— GOAL —
Write the line that includes "Note: for every instance of the man's ear, put" and all subsequent lines, exactly as written, and nothing more.

[Start TASK DATA]

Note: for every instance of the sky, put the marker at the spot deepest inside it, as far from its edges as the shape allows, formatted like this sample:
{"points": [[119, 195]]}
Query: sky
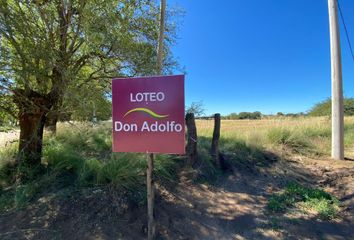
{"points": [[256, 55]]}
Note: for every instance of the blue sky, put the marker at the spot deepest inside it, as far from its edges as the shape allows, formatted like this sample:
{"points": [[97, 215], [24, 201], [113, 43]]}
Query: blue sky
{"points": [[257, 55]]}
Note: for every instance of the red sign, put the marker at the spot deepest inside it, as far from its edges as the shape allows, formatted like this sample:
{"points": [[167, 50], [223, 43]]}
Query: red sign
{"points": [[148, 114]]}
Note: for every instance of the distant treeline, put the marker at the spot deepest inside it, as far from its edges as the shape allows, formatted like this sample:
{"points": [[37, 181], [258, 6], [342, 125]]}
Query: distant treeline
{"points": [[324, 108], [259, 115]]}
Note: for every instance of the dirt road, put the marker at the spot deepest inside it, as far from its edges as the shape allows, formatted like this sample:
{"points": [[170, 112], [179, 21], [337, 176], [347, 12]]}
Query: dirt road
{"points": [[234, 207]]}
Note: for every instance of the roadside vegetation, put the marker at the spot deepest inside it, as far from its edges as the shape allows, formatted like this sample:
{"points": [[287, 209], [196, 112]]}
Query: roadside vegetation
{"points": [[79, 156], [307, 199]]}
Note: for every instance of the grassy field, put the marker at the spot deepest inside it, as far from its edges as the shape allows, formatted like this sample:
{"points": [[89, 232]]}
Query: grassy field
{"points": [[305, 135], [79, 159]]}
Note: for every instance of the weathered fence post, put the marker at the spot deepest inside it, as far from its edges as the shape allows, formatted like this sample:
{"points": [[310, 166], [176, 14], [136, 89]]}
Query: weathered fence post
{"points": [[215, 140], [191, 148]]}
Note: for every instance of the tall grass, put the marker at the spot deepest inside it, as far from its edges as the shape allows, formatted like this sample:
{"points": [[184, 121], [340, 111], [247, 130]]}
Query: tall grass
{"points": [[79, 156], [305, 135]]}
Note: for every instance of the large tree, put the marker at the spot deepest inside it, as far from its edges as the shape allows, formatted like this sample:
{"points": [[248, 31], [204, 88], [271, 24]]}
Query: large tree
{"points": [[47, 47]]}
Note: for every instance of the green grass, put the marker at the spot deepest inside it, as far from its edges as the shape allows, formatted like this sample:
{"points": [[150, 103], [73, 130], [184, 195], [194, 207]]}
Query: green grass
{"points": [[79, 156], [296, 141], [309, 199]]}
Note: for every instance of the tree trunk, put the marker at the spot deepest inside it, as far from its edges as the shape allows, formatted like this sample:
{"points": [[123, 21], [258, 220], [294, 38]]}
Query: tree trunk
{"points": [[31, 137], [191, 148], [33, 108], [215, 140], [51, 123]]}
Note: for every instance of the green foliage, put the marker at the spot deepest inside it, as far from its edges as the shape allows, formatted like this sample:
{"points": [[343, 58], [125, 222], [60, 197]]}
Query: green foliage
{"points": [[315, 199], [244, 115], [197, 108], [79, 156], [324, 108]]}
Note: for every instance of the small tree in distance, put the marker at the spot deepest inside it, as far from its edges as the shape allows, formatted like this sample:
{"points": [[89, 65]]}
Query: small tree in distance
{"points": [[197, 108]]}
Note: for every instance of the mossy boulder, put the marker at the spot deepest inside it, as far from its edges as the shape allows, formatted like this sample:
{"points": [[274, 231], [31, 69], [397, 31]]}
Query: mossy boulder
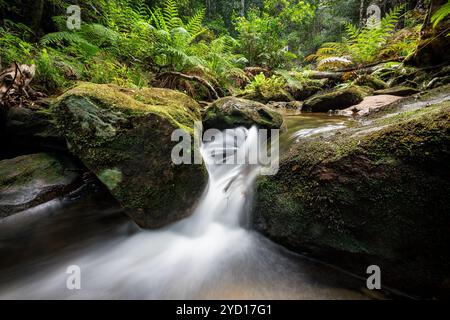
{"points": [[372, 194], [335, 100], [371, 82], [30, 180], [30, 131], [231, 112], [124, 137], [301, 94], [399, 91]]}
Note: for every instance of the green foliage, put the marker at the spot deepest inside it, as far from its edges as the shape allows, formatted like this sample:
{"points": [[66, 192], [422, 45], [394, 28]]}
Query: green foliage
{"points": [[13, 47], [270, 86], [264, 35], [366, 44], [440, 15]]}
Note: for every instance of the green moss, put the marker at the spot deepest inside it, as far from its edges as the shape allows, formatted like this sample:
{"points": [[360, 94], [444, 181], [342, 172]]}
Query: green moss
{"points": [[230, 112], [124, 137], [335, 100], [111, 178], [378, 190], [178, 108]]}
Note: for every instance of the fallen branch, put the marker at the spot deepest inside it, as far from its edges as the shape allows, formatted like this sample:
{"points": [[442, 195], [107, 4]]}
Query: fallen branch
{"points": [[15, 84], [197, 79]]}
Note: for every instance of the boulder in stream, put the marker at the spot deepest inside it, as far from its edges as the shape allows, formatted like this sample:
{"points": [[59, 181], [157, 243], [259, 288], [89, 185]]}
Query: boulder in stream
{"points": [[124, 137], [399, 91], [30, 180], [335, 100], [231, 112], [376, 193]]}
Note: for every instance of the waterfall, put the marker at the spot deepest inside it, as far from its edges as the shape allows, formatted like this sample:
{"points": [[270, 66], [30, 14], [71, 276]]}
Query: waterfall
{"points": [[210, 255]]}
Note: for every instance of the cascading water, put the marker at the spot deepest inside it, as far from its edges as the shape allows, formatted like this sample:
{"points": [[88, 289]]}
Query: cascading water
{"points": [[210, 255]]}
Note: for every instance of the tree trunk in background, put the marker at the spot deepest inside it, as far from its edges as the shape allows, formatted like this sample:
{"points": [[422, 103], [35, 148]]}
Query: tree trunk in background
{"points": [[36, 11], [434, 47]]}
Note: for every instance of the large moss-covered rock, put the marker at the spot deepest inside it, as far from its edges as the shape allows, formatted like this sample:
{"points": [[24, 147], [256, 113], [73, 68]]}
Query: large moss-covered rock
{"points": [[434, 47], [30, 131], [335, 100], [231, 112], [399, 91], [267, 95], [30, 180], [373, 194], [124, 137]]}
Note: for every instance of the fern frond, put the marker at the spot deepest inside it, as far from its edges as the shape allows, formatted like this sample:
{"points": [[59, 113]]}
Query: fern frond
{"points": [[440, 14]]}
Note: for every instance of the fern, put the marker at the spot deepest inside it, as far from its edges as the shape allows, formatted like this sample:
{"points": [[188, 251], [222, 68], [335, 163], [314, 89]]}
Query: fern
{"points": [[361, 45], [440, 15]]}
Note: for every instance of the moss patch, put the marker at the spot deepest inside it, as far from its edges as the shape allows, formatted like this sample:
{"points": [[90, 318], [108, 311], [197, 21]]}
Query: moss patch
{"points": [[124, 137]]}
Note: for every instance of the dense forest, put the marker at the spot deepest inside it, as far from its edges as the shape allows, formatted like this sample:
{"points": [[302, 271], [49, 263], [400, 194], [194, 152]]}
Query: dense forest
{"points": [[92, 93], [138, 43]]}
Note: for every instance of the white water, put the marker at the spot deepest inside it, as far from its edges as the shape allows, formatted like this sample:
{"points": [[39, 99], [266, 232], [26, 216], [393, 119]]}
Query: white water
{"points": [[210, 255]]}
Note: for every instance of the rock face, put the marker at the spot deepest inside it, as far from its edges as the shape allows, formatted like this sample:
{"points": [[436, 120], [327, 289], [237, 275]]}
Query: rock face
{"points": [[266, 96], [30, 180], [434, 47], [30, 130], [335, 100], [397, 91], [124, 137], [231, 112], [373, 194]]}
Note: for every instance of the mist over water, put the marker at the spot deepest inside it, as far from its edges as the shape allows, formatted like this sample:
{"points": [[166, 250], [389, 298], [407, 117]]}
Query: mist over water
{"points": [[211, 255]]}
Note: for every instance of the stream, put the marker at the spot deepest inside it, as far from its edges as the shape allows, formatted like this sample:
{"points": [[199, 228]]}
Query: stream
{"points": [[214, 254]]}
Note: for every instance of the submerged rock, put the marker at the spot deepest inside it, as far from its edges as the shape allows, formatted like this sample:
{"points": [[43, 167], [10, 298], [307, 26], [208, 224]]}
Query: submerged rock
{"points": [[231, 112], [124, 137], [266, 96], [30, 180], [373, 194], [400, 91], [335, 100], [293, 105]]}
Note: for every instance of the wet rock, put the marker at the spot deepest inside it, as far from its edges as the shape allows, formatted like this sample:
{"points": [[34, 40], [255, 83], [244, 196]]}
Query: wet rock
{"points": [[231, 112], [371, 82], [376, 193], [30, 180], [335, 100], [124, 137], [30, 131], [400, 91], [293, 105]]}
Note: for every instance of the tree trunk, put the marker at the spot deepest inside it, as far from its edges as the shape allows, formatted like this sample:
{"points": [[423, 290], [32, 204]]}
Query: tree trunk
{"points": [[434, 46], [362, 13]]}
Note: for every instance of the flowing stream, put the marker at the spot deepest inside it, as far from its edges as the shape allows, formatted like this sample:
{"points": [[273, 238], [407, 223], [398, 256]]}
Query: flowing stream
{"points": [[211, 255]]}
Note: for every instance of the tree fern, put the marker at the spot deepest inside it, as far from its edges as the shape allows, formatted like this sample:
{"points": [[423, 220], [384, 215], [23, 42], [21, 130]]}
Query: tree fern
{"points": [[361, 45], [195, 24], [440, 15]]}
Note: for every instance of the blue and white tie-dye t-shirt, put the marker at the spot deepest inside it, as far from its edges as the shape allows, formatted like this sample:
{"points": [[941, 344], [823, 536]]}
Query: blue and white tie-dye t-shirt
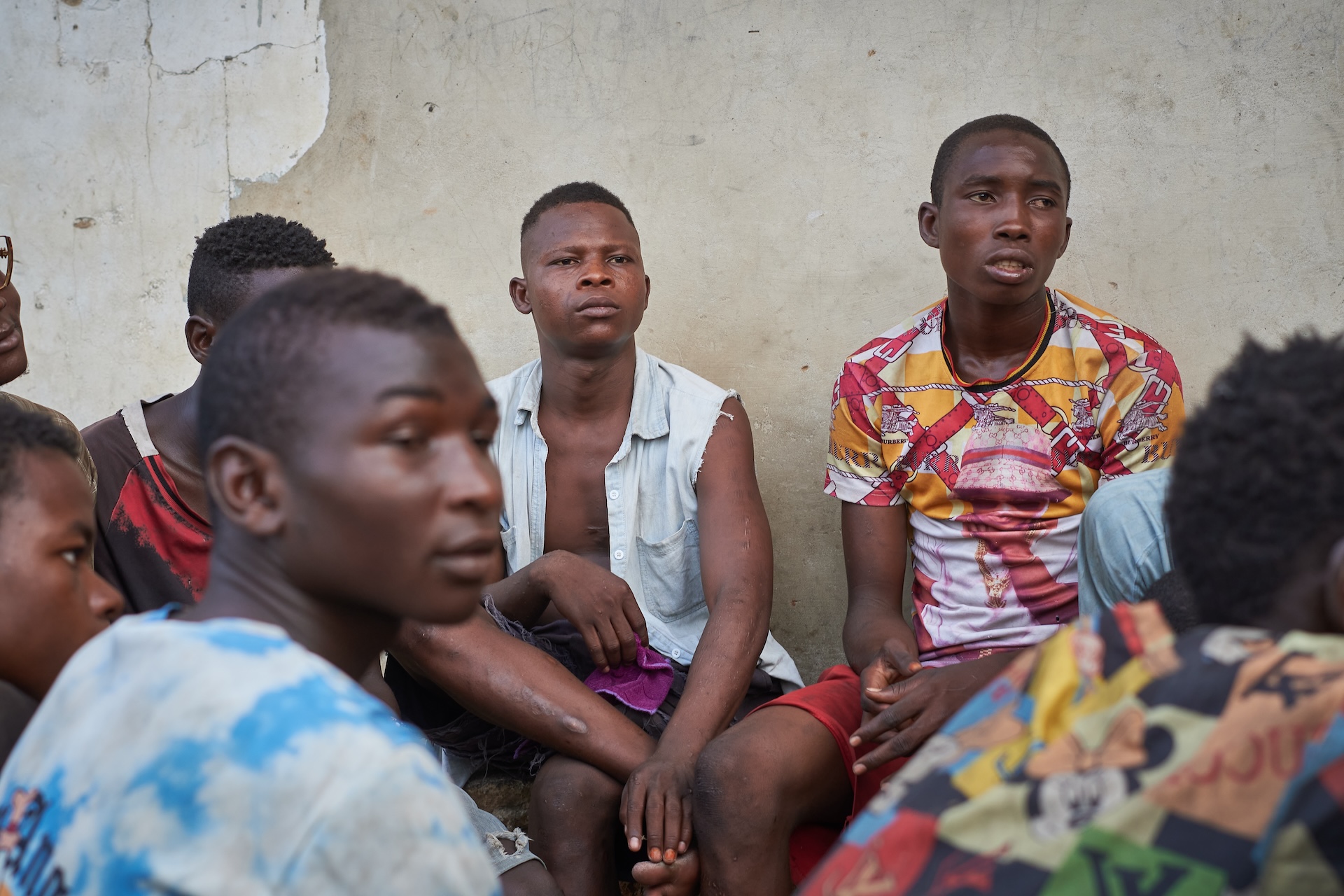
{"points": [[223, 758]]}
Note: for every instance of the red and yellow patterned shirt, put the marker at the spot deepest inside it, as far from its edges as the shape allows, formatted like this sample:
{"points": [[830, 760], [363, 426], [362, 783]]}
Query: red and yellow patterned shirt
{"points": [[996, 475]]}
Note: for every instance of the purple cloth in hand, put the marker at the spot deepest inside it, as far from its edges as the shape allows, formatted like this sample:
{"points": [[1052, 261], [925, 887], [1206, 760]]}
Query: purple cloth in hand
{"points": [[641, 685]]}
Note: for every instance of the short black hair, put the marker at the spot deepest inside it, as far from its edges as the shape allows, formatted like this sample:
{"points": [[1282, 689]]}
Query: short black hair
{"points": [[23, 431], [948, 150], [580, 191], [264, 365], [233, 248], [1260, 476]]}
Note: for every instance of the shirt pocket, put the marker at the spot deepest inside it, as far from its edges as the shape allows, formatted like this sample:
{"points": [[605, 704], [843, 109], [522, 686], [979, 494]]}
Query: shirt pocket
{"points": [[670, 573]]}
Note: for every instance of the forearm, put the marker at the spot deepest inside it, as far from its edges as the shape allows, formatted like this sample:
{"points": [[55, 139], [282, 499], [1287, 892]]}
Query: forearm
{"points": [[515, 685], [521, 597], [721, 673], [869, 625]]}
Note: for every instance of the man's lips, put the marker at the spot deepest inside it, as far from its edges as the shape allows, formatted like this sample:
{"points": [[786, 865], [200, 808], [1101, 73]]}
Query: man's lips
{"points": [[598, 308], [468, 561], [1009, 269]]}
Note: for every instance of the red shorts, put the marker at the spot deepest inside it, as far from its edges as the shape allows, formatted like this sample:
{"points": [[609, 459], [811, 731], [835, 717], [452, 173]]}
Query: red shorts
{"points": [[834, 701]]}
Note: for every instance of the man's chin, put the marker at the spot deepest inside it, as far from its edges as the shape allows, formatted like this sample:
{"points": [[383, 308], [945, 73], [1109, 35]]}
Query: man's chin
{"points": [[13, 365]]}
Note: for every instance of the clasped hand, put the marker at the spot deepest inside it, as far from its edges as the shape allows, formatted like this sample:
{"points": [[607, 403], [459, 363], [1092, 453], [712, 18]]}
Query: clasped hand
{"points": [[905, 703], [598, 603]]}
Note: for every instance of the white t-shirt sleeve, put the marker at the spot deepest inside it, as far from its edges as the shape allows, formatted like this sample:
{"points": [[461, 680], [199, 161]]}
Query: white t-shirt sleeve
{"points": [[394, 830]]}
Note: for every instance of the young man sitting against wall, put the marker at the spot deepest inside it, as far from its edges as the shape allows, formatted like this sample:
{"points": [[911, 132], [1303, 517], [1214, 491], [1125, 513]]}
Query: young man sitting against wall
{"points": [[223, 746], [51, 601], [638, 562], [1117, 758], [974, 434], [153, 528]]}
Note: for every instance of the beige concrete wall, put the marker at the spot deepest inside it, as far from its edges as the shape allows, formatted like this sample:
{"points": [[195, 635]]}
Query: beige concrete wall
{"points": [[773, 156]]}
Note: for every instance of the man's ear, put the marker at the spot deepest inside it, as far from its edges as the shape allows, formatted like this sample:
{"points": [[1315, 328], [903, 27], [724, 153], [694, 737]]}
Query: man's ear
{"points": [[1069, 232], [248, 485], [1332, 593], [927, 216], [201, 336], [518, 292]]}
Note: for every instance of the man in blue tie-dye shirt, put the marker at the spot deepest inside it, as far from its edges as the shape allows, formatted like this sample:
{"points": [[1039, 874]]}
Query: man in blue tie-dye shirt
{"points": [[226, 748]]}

[End TASK DATA]

— WRITTEN ANSWER —
Note: for every instance of the man's ear, put the marker at the spot deepest inside it, as far from its edges as the shape allows, formatted like this sample:
{"points": [[1315, 328], [903, 27], [724, 153], [694, 737]]}
Query: man's ear
{"points": [[1069, 232], [248, 485], [1332, 593], [927, 216], [201, 336], [518, 292]]}
Note: for every instance of the man in blue tie-dye shirt, put the marker at the spot deepest inside it, as far from its edges as the shape allows, formatted like this sample:
{"points": [[1039, 874]]}
Query: man in blue tie-dye shirt
{"points": [[226, 748]]}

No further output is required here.